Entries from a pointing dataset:
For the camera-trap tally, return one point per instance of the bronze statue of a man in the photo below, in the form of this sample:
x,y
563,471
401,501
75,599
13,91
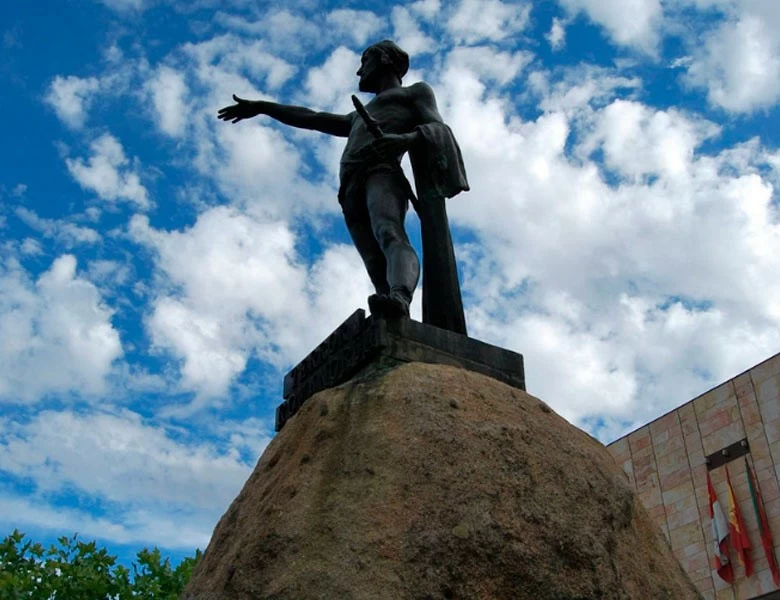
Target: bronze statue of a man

◆ Exercise aim
Swap "bronze statue of a man" for "bronze statue of a horse" everywhere it appears in the data, keeping everything else the same, and leave the pictures out of your answer.

◆ Exercise solution
For the camera-trap tally, return one point per instance of the bronze statue of a horse in the photo below, in the form of this sample:
x,y
563,471
401,501
75,599
13,91
Target: bronze statue of a horse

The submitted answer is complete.